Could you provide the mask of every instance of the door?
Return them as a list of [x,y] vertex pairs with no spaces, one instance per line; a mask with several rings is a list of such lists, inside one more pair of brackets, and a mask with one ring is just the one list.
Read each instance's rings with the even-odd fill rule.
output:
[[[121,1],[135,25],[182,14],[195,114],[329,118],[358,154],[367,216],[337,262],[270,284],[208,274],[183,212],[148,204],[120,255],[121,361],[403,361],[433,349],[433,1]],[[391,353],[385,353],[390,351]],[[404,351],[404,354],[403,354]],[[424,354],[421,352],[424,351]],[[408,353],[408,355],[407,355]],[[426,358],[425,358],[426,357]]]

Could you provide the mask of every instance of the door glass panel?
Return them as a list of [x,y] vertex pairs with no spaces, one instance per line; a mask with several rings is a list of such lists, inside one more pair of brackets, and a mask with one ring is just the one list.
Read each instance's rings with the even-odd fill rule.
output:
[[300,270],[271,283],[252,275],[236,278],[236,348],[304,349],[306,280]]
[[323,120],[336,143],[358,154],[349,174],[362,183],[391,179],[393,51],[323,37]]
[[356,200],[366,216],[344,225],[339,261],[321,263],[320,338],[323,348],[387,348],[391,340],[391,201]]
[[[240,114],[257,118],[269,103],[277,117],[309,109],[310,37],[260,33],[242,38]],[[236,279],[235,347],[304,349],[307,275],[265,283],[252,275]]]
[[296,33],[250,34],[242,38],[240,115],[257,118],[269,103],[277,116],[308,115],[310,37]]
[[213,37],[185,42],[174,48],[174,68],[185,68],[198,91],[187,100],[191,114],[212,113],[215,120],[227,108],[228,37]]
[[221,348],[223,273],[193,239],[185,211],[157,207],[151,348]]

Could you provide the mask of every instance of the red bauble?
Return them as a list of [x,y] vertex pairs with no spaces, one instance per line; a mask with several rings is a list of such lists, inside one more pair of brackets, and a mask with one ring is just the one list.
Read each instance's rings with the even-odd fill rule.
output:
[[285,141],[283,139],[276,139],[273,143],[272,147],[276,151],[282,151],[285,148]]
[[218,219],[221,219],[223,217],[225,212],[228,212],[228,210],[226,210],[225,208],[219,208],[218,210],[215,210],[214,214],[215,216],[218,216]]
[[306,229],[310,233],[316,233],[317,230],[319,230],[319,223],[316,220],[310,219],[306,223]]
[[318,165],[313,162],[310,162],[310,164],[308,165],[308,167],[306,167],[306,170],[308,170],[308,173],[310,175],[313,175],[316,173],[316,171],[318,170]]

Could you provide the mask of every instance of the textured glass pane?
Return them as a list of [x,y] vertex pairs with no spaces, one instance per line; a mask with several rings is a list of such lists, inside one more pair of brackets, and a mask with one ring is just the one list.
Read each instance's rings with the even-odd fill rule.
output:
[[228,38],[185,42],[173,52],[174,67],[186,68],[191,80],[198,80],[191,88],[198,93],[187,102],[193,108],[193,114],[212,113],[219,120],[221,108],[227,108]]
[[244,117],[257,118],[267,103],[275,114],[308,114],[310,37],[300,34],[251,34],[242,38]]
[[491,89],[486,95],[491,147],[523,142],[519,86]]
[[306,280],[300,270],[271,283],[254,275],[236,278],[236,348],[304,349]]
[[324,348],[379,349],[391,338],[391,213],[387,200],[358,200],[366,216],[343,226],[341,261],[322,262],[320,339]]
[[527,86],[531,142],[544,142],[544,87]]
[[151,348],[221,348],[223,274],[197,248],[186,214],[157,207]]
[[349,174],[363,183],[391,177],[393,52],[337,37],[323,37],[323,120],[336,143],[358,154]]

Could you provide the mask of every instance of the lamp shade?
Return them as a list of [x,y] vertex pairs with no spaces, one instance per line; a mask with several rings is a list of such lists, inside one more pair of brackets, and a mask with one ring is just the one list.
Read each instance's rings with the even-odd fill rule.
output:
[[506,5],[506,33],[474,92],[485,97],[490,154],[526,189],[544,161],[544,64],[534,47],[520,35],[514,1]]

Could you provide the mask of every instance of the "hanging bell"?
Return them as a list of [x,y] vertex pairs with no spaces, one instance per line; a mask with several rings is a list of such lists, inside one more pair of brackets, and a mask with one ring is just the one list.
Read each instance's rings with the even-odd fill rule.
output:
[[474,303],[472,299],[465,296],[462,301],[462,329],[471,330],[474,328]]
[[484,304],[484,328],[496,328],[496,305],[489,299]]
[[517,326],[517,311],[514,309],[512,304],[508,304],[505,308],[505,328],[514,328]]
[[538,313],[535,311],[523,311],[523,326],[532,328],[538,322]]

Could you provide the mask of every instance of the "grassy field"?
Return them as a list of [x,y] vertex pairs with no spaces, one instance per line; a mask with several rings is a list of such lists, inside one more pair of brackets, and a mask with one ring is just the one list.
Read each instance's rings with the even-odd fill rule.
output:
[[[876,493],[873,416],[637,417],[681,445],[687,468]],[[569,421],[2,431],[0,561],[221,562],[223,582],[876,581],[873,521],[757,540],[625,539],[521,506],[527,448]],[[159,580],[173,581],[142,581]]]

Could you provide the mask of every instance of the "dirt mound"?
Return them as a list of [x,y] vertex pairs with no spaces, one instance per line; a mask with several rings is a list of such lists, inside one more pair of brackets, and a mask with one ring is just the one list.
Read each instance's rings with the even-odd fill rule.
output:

_ _ _

• O que fazer: Quais linhas da listagem acima contêm a palavra "Could"? Reúna todas elas, copiando cada uma por inteiro.

• Resposta:
Could you provide the mask of every instance of the door?
Could you provide the mask of every instance of the door glass panel?
Could you provide the mask of every instance of the red bauble?
Could you provide the mask of every instance of the textured glass pane?
Could you provide the mask of every instance of the lamp shade?
Could you provide the mask of every instance of the "hanging bell"?
Could you provide the mask of every instance of the "grassy field"?
Could you provide the mask of every instance of the "dirt mound"?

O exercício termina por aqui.